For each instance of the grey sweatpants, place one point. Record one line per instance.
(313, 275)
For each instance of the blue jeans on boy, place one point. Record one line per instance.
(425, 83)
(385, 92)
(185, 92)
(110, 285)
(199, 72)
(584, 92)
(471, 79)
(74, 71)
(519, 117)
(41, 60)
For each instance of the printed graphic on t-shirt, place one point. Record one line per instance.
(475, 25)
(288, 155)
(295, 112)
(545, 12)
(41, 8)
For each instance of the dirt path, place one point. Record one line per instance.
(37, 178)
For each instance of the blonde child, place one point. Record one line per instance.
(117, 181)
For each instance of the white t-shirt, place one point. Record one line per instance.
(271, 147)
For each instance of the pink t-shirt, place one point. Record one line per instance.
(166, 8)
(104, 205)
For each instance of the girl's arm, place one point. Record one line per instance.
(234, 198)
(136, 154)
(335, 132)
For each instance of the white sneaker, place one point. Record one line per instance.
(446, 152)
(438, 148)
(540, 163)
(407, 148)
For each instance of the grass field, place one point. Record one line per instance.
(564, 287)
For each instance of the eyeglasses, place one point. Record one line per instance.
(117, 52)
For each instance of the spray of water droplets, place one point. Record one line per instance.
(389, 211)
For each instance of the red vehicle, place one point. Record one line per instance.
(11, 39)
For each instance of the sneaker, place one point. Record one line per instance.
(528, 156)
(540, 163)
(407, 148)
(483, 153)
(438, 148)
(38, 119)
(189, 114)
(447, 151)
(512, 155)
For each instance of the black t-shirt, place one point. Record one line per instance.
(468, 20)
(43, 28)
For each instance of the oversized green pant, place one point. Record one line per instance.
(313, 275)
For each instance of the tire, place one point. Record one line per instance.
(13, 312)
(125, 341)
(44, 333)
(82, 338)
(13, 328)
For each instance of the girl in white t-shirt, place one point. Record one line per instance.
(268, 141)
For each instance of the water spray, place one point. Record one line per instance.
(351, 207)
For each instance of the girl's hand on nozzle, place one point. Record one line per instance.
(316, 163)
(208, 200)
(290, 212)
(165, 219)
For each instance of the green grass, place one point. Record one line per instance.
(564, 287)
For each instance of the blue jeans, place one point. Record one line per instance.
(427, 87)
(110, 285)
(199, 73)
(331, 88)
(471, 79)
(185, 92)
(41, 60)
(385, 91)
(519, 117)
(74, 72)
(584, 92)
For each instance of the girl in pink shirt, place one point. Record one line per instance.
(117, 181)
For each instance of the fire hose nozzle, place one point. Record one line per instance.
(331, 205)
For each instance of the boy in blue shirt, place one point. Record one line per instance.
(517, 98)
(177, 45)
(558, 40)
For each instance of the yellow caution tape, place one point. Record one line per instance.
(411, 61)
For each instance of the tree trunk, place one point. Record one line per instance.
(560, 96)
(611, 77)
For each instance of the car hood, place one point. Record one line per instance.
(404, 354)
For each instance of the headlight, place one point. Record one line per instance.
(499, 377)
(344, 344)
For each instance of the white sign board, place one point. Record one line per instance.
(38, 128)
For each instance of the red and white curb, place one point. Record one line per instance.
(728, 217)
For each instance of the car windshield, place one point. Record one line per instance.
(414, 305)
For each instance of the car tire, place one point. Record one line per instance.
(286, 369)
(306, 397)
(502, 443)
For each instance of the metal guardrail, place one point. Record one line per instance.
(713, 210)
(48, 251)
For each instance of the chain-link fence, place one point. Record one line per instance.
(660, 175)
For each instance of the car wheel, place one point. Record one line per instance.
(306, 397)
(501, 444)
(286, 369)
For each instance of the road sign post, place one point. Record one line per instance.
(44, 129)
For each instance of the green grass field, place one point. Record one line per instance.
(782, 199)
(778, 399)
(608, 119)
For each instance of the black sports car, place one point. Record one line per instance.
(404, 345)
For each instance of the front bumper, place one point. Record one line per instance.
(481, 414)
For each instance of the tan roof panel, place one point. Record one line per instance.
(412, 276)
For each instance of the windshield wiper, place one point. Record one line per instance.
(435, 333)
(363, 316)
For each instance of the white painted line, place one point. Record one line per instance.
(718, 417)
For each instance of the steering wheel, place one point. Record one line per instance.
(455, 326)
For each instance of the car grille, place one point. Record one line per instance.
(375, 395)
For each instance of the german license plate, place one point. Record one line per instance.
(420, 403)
════
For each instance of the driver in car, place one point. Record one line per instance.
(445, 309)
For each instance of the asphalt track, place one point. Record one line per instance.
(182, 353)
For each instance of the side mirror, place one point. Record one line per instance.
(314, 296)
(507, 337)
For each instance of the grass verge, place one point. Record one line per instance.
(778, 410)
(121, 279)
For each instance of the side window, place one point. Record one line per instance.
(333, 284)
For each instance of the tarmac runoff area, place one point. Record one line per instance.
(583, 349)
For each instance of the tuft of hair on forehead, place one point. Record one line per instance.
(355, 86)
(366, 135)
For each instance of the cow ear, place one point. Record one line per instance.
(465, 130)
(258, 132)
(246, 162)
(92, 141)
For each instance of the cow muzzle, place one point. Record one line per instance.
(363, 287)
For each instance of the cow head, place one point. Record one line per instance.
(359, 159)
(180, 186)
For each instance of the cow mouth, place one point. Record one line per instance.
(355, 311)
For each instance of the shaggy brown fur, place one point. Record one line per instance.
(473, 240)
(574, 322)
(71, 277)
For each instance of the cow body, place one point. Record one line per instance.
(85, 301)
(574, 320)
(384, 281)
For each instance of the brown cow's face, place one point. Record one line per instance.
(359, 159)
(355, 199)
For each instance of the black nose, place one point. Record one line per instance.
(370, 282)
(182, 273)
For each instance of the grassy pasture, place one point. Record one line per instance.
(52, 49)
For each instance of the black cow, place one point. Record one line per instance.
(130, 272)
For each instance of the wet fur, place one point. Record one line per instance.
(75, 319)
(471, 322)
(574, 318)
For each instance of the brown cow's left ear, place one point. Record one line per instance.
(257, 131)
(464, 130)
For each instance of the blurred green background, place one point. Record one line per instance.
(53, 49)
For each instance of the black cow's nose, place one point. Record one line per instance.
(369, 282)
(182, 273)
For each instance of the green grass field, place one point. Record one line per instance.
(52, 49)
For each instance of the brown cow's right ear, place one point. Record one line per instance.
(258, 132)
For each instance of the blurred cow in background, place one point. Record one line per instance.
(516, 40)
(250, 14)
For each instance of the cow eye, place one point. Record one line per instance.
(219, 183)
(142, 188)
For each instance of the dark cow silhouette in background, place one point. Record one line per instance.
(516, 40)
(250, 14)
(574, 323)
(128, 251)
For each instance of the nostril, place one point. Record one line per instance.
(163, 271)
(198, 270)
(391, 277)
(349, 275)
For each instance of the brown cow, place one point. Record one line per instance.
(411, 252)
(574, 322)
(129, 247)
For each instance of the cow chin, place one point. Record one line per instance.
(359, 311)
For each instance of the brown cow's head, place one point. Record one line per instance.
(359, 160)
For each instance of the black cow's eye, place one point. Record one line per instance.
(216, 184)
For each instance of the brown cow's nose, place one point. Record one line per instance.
════
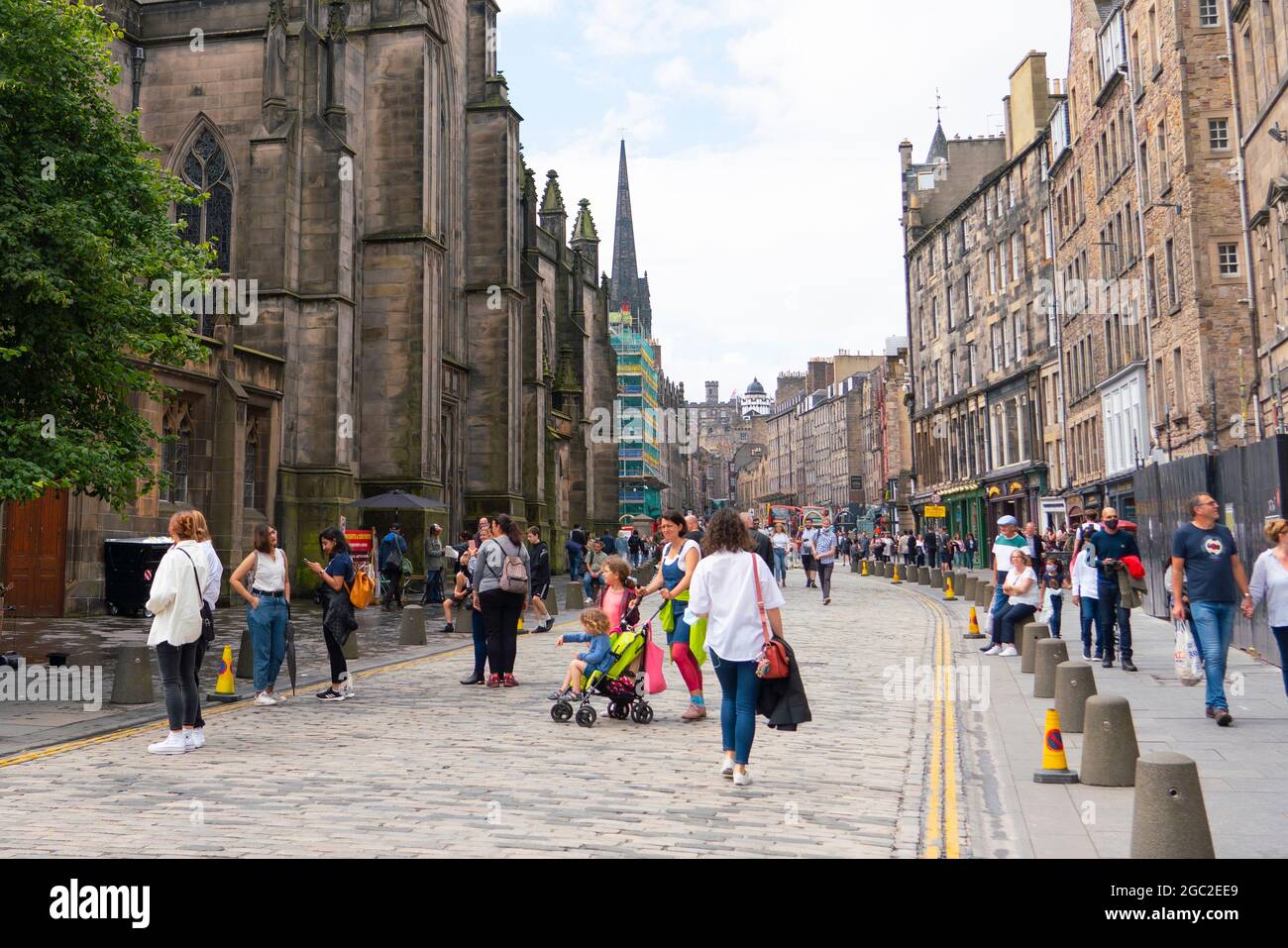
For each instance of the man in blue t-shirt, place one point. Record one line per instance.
════
From the records above, print exactly the lines that run from the line with "For each instance of the wet" to the line with "For each instance of the brown cow's nose, place", inclusive.

- Answer area -
For each instance of the wet fur, place one point. Record one line per instance.
(75, 319)
(471, 322)
(574, 318)
For each instance of the brown cow's left ear, place one point. Record one line per instance.
(257, 131)
(464, 130)
For each instance of the blurred green background, place one point. Record one line per instance.
(53, 49)
For each instance of the black cow's nose, place one point. Record one line per instance.
(369, 282)
(182, 273)
For each instance of the green grass field, place one point. Record one line per instance.
(52, 49)
For each instance of the brown cow's right ear, place one point. Record one line per instance.
(258, 132)
For each instance of the blurred cow in background, place one point. Record one line per instance.
(516, 40)
(250, 14)
For each instance of the cow eye, place one point. Record one line per instance.
(219, 183)
(142, 188)
For each instance of the dark cow silhouette in background, place one point. Record one line per instance.
(516, 40)
(250, 14)
(574, 323)
(128, 251)
For each instance of the nostril, place one point. Record one line per instance.
(163, 271)
(198, 270)
(391, 277)
(349, 275)
For each instance of the brown cow, place one point. Record one line per instance.
(411, 252)
(574, 322)
(129, 247)
For each instance of the cow chin, place one point. Record one line per instance.
(359, 311)
For each instance of the brown cow's head, place one point. Record one line per instance.
(359, 160)
For each instance of the black cow's eye, place one point. Record one line per instance.
(216, 184)
For each instance of the brown cow's nose, place one point. Record one line per instance.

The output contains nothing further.